DATA FOR PROCESSING
-*-*-

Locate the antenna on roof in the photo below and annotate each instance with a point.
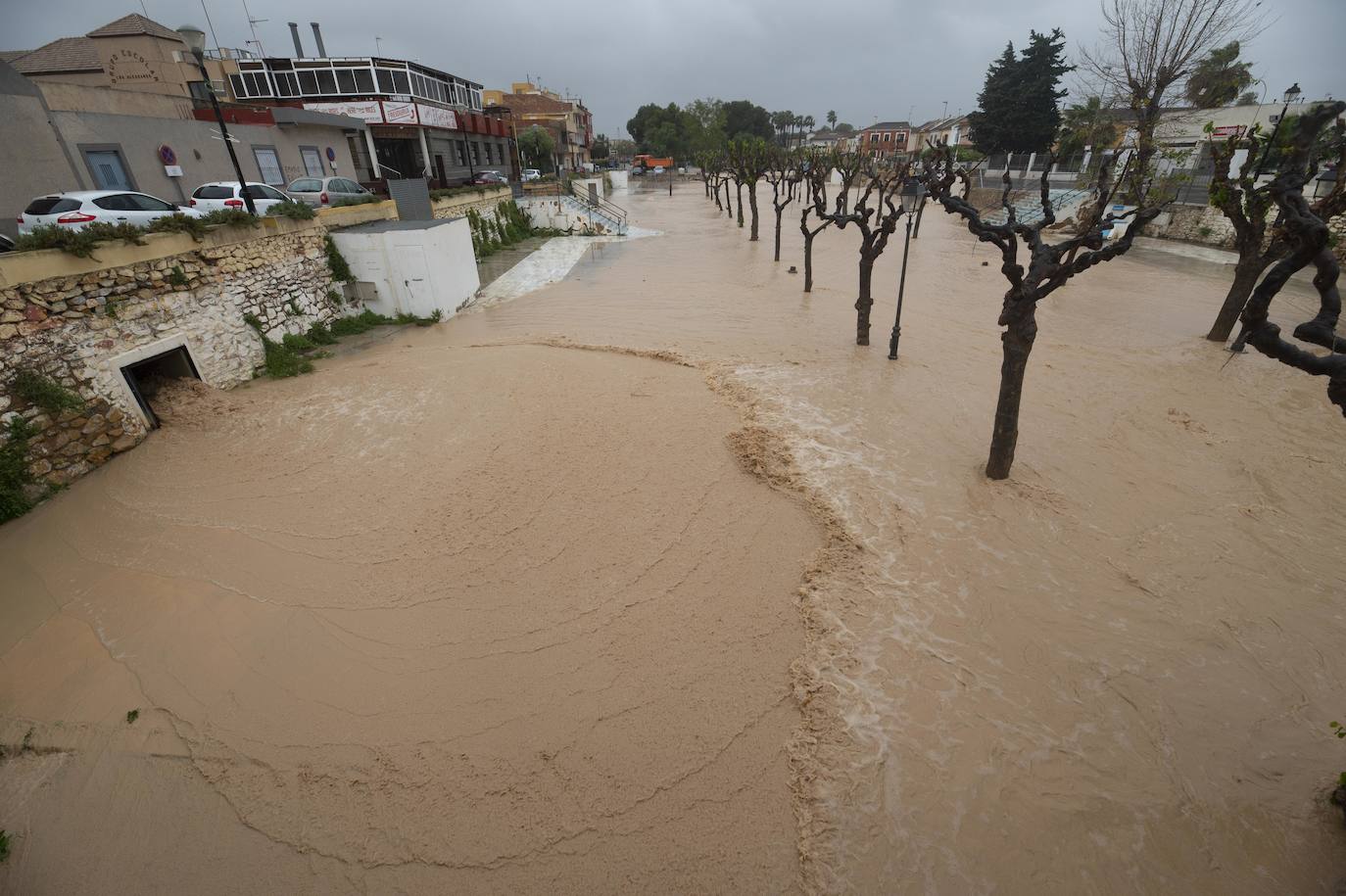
(252, 24)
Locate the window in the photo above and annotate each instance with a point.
(268, 163)
(50, 206)
(140, 202)
(312, 162)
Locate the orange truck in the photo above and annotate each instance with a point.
(649, 163)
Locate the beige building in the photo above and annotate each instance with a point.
(565, 118)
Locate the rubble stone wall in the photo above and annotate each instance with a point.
(79, 324)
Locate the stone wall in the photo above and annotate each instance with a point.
(78, 326)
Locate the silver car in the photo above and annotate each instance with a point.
(81, 208)
(322, 193)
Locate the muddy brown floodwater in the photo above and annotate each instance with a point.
(500, 605)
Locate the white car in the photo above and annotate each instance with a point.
(226, 194)
(77, 211)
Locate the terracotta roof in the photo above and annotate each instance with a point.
(133, 24)
(62, 54)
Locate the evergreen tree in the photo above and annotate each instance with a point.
(993, 119)
(1017, 108)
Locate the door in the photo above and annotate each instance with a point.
(108, 169)
(412, 273)
(312, 162)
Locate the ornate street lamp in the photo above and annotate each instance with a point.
(195, 39)
(911, 195)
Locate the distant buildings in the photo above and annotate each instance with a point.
(885, 139)
(567, 119)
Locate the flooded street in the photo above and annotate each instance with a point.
(475, 611)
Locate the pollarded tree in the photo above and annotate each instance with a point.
(816, 167)
(748, 158)
(1247, 205)
(784, 175)
(1307, 238)
(1049, 266)
(874, 214)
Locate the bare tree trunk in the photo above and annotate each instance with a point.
(1245, 279)
(752, 209)
(808, 261)
(1017, 342)
(864, 303)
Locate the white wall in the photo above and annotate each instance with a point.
(417, 270)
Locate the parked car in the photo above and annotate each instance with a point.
(323, 191)
(226, 194)
(78, 209)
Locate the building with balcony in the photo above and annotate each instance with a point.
(568, 119)
(420, 119)
(885, 139)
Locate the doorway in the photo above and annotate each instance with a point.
(147, 377)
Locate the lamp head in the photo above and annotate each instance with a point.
(195, 39)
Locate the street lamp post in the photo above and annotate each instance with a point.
(911, 194)
(195, 39)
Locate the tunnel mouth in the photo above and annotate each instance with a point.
(147, 377)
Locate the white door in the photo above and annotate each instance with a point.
(412, 276)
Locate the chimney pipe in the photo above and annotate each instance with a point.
(317, 36)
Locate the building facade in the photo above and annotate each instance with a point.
(567, 119)
(420, 119)
(886, 139)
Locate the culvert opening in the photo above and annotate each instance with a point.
(147, 377)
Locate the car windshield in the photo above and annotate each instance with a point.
(215, 193)
(50, 206)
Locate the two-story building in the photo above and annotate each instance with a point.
(885, 139)
(420, 119)
(567, 119)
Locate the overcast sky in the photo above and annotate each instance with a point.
(868, 60)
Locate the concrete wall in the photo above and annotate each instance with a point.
(79, 320)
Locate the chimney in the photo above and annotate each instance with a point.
(317, 36)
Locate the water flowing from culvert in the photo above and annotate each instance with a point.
(1111, 673)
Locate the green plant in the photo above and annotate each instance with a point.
(229, 218)
(292, 211)
(15, 477)
(45, 392)
(178, 222)
(335, 261)
(356, 201)
(296, 342)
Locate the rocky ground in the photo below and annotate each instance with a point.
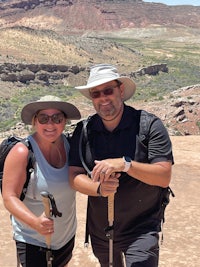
(181, 229)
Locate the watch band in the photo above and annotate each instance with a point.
(127, 163)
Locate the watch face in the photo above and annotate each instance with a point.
(128, 159)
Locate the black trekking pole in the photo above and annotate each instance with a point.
(48, 199)
(110, 227)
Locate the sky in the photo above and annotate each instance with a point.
(176, 2)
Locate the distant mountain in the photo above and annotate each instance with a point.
(75, 16)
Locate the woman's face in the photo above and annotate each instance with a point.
(49, 124)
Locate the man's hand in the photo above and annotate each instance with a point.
(110, 186)
(105, 169)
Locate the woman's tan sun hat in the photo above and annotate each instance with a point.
(49, 102)
(103, 73)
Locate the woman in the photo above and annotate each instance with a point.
(31, 227)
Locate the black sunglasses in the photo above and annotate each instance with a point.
(105, 92)
(55, 118)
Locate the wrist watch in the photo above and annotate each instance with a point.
(127, 163)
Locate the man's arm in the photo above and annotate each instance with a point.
(158, 174)
(79, 181)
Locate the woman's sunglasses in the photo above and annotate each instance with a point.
(55, 118)
(105, 92)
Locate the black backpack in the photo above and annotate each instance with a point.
(5, 147)
(145, 120)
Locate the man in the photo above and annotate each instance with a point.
(144, 171)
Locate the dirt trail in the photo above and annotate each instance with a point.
(181, 230)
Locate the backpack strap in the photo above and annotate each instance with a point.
(29, 167)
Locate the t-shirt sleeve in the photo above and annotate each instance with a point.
(159, 146)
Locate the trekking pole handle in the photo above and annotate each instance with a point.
(111, 209)
(47, 211)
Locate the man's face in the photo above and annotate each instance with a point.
(107, 99)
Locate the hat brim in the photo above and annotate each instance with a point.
(31, 109)
(129, 87)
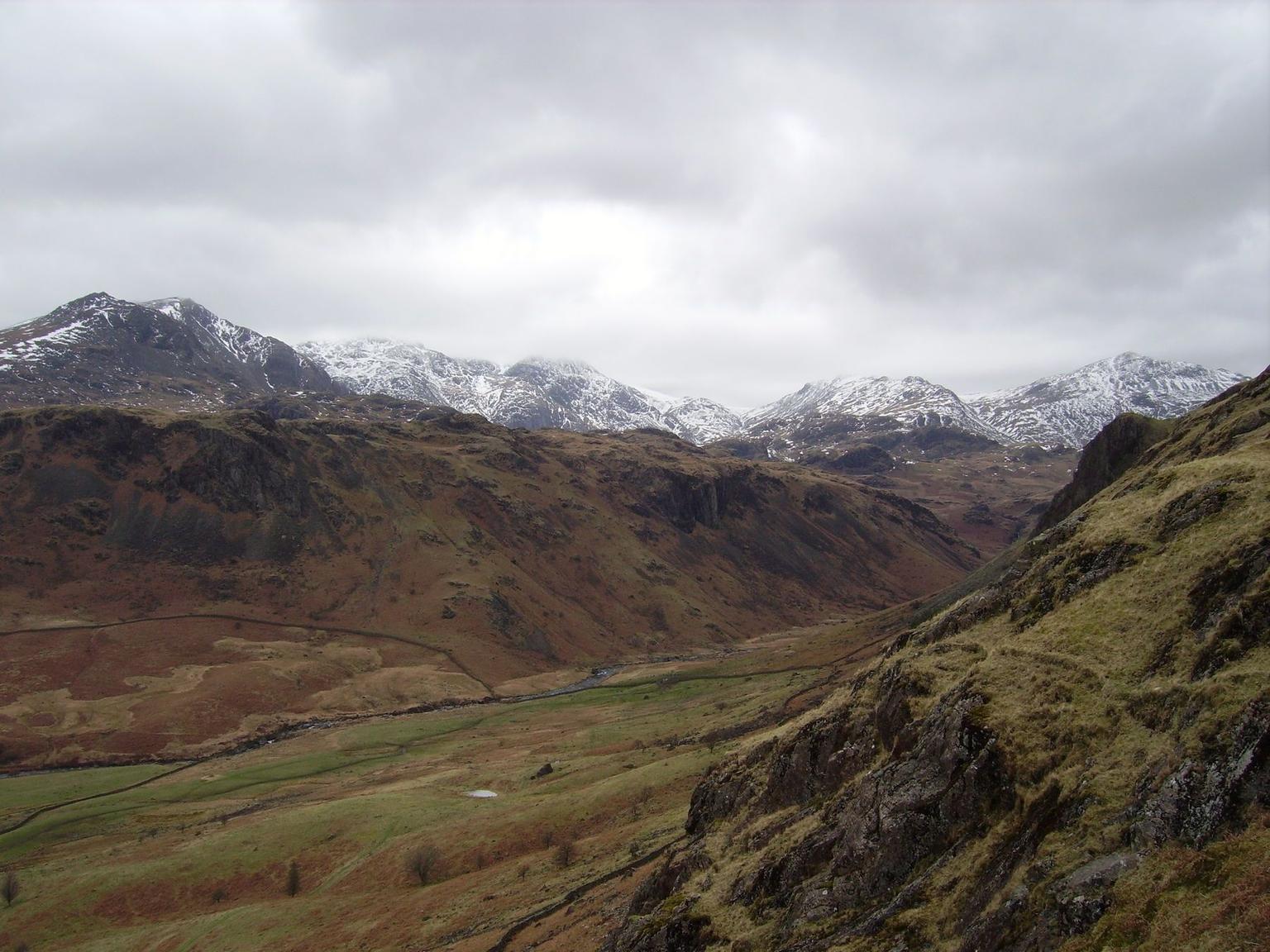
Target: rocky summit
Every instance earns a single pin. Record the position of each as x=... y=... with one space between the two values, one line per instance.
x=174 y=353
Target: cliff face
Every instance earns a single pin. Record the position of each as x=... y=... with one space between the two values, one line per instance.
x=1106 y=457
x=1075 y=757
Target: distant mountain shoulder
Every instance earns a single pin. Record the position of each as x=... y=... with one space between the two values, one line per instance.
x=169 y=353
x=173 y=353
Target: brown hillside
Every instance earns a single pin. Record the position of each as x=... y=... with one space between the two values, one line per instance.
x=407 y=563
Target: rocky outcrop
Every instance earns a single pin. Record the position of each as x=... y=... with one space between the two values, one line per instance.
x=1108 y=457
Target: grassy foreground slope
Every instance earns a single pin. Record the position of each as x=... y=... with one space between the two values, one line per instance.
x=1076 y=755
x=197 y=856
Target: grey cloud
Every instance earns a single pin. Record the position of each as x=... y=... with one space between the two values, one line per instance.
x=705 y=198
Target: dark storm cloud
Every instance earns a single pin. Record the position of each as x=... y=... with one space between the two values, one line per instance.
x=722 y=199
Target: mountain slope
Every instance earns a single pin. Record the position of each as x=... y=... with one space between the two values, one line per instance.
x=1070 y=409
x=1076 y=755
x=911 y=402
x=500 y=552
x=101 y=350
x=532 y=393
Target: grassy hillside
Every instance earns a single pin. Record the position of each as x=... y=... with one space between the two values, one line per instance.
x=175 y=583
x=1077 y=754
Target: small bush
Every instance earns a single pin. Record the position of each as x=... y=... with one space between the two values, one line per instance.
x=423 y=864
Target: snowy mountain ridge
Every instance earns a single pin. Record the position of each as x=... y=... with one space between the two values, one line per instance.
x=912 y=402
x=532 y=393
x=174 y=352
x=1070 y=409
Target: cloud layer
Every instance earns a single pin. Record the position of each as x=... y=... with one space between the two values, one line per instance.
x=704 y=198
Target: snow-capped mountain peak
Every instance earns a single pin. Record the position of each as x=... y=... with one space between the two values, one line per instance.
x=912 y=402
x=1071 y=407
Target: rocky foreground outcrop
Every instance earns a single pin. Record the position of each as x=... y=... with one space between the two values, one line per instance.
x=1077 y=755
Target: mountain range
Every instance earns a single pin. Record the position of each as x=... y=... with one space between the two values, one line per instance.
x=177 y=355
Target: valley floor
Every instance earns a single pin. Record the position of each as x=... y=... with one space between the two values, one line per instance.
x=196 y=854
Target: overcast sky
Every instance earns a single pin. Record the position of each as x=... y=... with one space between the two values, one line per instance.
x=701 y=198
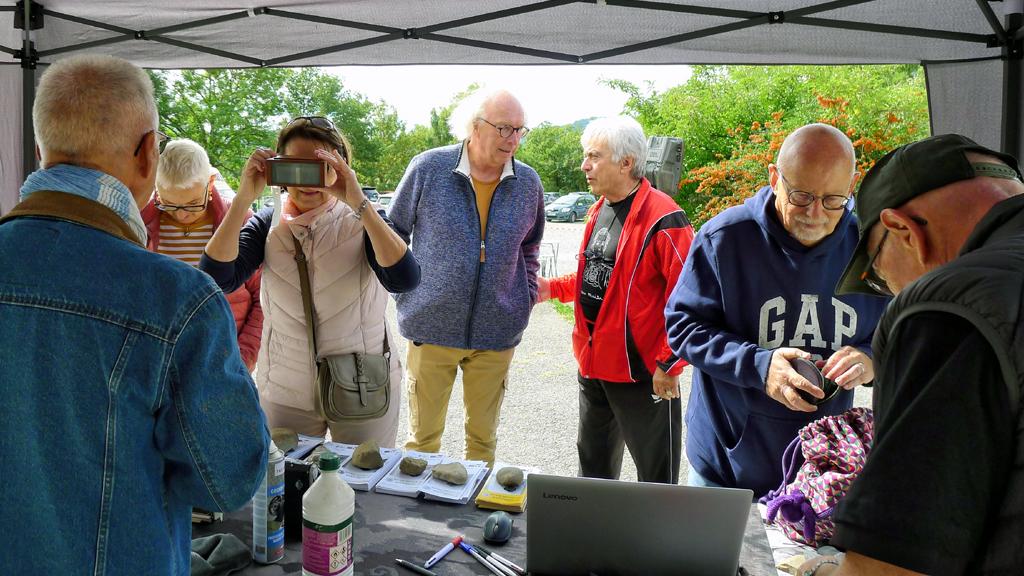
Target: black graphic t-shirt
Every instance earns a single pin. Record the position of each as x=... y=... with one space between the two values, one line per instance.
x=600 y=255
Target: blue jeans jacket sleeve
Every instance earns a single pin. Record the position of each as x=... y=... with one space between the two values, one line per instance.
x=210 y=426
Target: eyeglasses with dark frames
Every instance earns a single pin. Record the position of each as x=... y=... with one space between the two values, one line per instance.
x=505 y=130
x=870 y=277
x=805 y=199
x=162 y=140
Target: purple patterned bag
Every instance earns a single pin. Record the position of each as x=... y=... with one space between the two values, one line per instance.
x=834 y=449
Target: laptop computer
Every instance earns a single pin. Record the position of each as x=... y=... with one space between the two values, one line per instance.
x=583 y=526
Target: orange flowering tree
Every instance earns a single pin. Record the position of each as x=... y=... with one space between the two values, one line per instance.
x=732 y=179
x=733 y=120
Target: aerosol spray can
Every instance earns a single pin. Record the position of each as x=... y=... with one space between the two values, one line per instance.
x=268 y=510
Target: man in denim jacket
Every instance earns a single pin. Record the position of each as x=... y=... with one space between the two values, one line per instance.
x=126 y=402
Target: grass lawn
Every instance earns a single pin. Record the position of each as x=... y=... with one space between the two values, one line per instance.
x=564 y=311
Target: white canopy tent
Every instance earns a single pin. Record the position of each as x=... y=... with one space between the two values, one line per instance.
x=971 y=49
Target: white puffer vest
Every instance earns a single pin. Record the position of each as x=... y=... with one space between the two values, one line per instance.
x=348 y=300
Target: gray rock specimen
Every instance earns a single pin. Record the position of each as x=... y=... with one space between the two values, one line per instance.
x=412 y=466
x=368 y=456
x=285 y=439
x=510 y=478
x=454 y=474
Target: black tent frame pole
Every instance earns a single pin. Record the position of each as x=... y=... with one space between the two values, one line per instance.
x=1013 y=70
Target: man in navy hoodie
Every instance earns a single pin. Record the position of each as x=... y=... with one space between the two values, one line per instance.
x=757 y=291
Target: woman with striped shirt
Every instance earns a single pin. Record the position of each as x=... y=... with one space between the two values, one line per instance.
x=180 y=218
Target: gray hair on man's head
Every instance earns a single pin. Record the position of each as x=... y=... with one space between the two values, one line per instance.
x=90 y=105
x=623 y=135
x=182 y=165
x=471 y=108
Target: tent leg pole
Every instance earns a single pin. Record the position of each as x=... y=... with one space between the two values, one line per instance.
x=28 y=130
x=1013 y=70
x=28 y=87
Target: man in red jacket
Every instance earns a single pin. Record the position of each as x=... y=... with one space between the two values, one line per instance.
x=180 y=218
x=634 y=246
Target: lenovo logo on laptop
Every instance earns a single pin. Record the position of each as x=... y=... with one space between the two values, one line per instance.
x=561 y=497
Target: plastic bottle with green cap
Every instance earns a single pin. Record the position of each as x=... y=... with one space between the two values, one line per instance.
x=328 y=508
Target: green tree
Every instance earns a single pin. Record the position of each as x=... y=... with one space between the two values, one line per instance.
x=555 y=153
x=226 y=112
x=708 y=110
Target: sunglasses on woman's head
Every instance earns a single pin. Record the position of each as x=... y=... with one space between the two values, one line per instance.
x=321 y=122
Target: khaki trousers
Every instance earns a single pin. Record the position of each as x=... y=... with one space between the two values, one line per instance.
x=430 y=373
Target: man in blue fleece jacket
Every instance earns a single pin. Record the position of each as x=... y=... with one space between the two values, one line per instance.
x=757 y=291
x=476 y=218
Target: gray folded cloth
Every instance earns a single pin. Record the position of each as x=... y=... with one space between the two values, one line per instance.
x=219 y=554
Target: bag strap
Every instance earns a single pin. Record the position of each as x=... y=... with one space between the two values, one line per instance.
x=307 y=297
x=307 y=302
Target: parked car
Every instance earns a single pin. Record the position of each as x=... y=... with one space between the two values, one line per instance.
x=371 y=193
x=569 y=208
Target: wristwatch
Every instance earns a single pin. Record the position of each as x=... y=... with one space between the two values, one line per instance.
x=363 y=206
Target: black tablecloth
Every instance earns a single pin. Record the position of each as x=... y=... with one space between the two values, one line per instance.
x=389 y=527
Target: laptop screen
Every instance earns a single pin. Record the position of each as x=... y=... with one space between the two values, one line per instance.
x=580 y=526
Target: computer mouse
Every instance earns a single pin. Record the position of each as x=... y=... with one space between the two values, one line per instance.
x=808 y=370
x=498 y=528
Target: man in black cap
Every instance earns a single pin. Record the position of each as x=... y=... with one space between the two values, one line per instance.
x=941 y=228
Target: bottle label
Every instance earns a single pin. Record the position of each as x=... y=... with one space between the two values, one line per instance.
x=327 y=550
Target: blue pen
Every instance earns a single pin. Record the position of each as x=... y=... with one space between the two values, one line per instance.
x=494 y=568
x=443 y=551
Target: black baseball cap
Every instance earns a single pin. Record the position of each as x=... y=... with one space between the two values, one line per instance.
x=907 y=172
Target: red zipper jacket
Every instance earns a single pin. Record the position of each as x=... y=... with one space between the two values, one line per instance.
x=629 y=339
x=244 y=301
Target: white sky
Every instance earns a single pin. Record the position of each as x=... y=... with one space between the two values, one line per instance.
x=559 y=94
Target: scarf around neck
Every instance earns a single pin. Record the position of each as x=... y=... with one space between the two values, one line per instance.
x=92 y=184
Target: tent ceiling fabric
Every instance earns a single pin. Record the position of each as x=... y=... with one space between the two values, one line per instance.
x=561 y=31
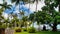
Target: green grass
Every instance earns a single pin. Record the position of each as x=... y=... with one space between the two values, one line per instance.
x=45 y=32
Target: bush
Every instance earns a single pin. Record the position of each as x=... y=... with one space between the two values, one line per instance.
x=18 y=30
x=31 y=30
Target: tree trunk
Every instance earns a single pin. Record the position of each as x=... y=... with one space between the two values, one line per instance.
x=44 y=28
x=59 y=7
x=36 y=4
x=54 y=27
x=2 y=31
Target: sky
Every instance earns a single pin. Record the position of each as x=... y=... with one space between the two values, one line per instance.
x=23 y=7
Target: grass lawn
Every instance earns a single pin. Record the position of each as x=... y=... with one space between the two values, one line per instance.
x=45 y=32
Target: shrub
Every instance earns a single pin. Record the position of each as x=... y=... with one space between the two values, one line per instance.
x=24 y=29
x=18 y=30
x=31 y=30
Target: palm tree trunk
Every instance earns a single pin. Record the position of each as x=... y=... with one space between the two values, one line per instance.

-*-*-

INSTRUCTIONS TO FOLLOW
Copy everything in the material from the line containing "Target: green tree" down to the line containing "x=708 y=110", both included, and raise every x and y coordinate in the answers by 68 while leaving the other lines unchanged.

FINAL ANSWER
Target: green tree
Every instance earns a single pin. Record the position of each as x=... y=... with one space between the two values, one line per instance.
x=623 y=221
x=294 y=180
x=776 y=178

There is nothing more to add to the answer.